(Exercise A)
According to the routing control page, how many AWS Regions hold the endpoints of each cluster's data plane?
(Exercise B)
Rewrite the routing control page starting with "To fail over" and going on through "traffic for failover.", putting "user traffic" in place of "client traffic".

(Quoted passage)
========

Routing control in Amazon Route 53 Application Recovery Controller - Amazon Route 53 Application Recovery Controller

Routing control in Amazon Route 53 Application Recovery Controller

To fail over traffic to application replicas in Amazon Route 53 Application Recovery Controller, you use routing controls that are integrated with a specific kind of health check in Amazon Route 53. Routing controls are simple on-off switches that enable you to switch your client traffic from one replica to another. The traffic rerouting is accomplished by routing control health checks that are set up with Amazon Route 53 DNS records. For example, DNS failover records, associated with domain names that front your application replicas. This chapter explains how routing control works, how to set up routing control components, and how to use them to reroute traffic for failover.

The routing control components in Route 53 ARC are: clusters, control panels, routing controls, and routing control health checks. All routing controls are grouped on control panels. You can group them on the default control panel that Route 53 ARC creates for your cluster, or create your own custom control panels. You must create a cluster before you can create a control panel or a routing control. Each cluster in Route 53 ARC is a data plane of endpoints in five AWS Regions.

========

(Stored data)
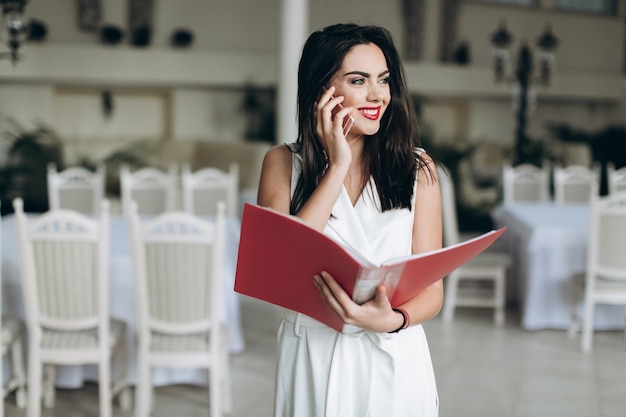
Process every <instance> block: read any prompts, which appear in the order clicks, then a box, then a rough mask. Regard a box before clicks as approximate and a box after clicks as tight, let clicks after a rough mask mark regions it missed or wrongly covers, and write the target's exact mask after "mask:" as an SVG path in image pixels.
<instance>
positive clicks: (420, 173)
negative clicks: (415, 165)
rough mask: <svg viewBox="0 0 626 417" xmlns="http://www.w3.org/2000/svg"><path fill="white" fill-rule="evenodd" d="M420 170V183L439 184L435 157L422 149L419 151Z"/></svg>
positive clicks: (419, 161) (424, 183)
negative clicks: (437, 179) (420, 151)
mask: <svg viewBox="0 0 626 417" xmlns="http://www.w3.org/2000/svg"><path fill="white" fill-rule="evenodd" d="M418 158H419V162H418V172H417V174H418V175H417V179H418V183H420V184H437V167H436V162H435V161H434V160H433V158H432V157H431V156H430V155H429V154H428V152H426V151H425V150H423V149H421V152H419V153H418Z"/></svg>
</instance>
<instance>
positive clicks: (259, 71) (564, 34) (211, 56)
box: [0, 0, 626, 417]
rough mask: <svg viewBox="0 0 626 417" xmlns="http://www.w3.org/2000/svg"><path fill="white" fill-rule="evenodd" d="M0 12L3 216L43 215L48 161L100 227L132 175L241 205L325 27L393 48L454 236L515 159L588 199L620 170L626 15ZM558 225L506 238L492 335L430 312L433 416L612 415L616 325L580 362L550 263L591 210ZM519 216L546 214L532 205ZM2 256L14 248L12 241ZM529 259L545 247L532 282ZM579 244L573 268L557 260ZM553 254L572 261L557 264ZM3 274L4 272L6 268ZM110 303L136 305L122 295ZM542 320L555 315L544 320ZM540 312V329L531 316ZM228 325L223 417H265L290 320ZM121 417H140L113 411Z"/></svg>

========

(Task output A)
Five AWS Regions.

(Task output B)
To fail over traffic to application replicas in Amazon Route 53 Application Recovery Controller, you use routing controls that are integrated with a specific kind of health check in Amazon Route 53. Routing controls are simple on-off switches that enable you to switch your user traffic from one replica to another. The traffic rerouting is accomplished by routing control health checks that are set up with Amazon Route 53 DNS records. For example, DNS failover records, associated with domain names that front your application replicas. This chapter explains how routing control works, how to set up routing control components, and how to use them to reroute traffic for failover.